#### Quoted text

From: Dave Farber <dave () farber net>
Date: Mon, 05 Jan 2004 09:03:29 -0400


-----Original Message-----
From: Richard Perlman <perl () lucent com>
Date: Sun, 04 Jan 2004 20:14:47 
To:Dave Farber <dave () farber net>
Cc:Ip Ip <ip () v2 listbox com>
Subject: FW: SF Gate: Torture by proxy/How immigration threw a traveler to the
 wolves

Dave:

If people aren't worried about the loss of liberties, this might change
their minds.  Then again, it only happened to a "foreigner..."

Richard

------ Forwarded Message
From: "Richard" <rdp () yikes com>
Organization: SF Gate, San Francisco, CA
Date: Sun, 4 Jan 2004 20:12 -0800
To: "Richard" <rdp () yikes com>
Subject: SF Gate: Torture by proxy/How immigration threw a traveler to the
wolves


Sunday, January 4, 2004 (SF Chronicle)
Torture by proxy/How immigration threw a traveler to the wolves
Christopher H. Pyle


 On Sept. 26, 2002, U.S. immigration officials seized a Syrian-born
Canadian at Kennedy International Airport, because his name had come up on
an international watch list for possible terrorists. What happened next is
chilling.
 Maher Arar was about to change planes on his way home to Canada after
visiting his wife's family in Tunisia when he was pulled aside for
questioning. He was not a terrorist. He had no terrorist connections, but
his name was on the list, so he was detained for questioning. Not
ordinary, polite questioning, but abusive, insulting, degrading
questioning by the immigration service, the FBI and the New York City
Police Department.

########

Task statement » Repeat everything in the email from "On Sept. 26, 2002, U.S." down to "Police Department.", word for word. The entries that come after the email have nothing to do with it.

#### Data rows

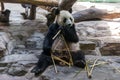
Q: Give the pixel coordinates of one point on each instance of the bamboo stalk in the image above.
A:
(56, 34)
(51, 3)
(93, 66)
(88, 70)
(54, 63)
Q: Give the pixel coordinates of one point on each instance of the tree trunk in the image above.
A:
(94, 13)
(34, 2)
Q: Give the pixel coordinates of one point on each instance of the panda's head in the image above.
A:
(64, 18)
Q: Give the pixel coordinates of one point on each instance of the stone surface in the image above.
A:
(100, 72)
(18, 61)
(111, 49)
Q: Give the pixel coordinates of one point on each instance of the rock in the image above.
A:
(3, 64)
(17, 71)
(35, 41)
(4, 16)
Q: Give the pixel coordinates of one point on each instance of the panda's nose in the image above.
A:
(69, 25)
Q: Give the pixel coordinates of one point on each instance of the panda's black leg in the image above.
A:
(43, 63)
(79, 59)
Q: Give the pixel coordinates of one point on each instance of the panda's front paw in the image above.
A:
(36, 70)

########
#### Data rows

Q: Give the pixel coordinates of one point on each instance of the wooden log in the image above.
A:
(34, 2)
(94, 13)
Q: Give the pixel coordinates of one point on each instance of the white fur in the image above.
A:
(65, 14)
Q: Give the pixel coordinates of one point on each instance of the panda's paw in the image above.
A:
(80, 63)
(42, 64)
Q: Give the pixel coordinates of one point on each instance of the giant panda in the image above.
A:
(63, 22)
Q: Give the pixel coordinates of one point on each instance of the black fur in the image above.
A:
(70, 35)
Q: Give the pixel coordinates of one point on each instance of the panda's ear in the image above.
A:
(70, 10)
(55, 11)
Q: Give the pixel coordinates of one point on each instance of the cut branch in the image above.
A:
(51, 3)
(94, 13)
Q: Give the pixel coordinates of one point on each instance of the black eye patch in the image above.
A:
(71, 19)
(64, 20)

########

Response to the exercise »
On Sept. 26, 2002, U.S. immigration officials seized a Syrian-born
Canadian at Kennedy International Airport, because his name had come up on
an international watch list for possible terrorists. What happened next is
chilling.
 Maher Arar was about to change planes on his way home to Canada after
visiting his wife's family in Tunisia when he was pulled aside for
questioning. He was not a terrorist. He had no terrorist connections, but
his name was on the list, so he was detained for questioning. Not
ordinary, polite questioning, but abusive, insulting, degrading
questioning by the immigration service, the FBI and the New York City
Police Department.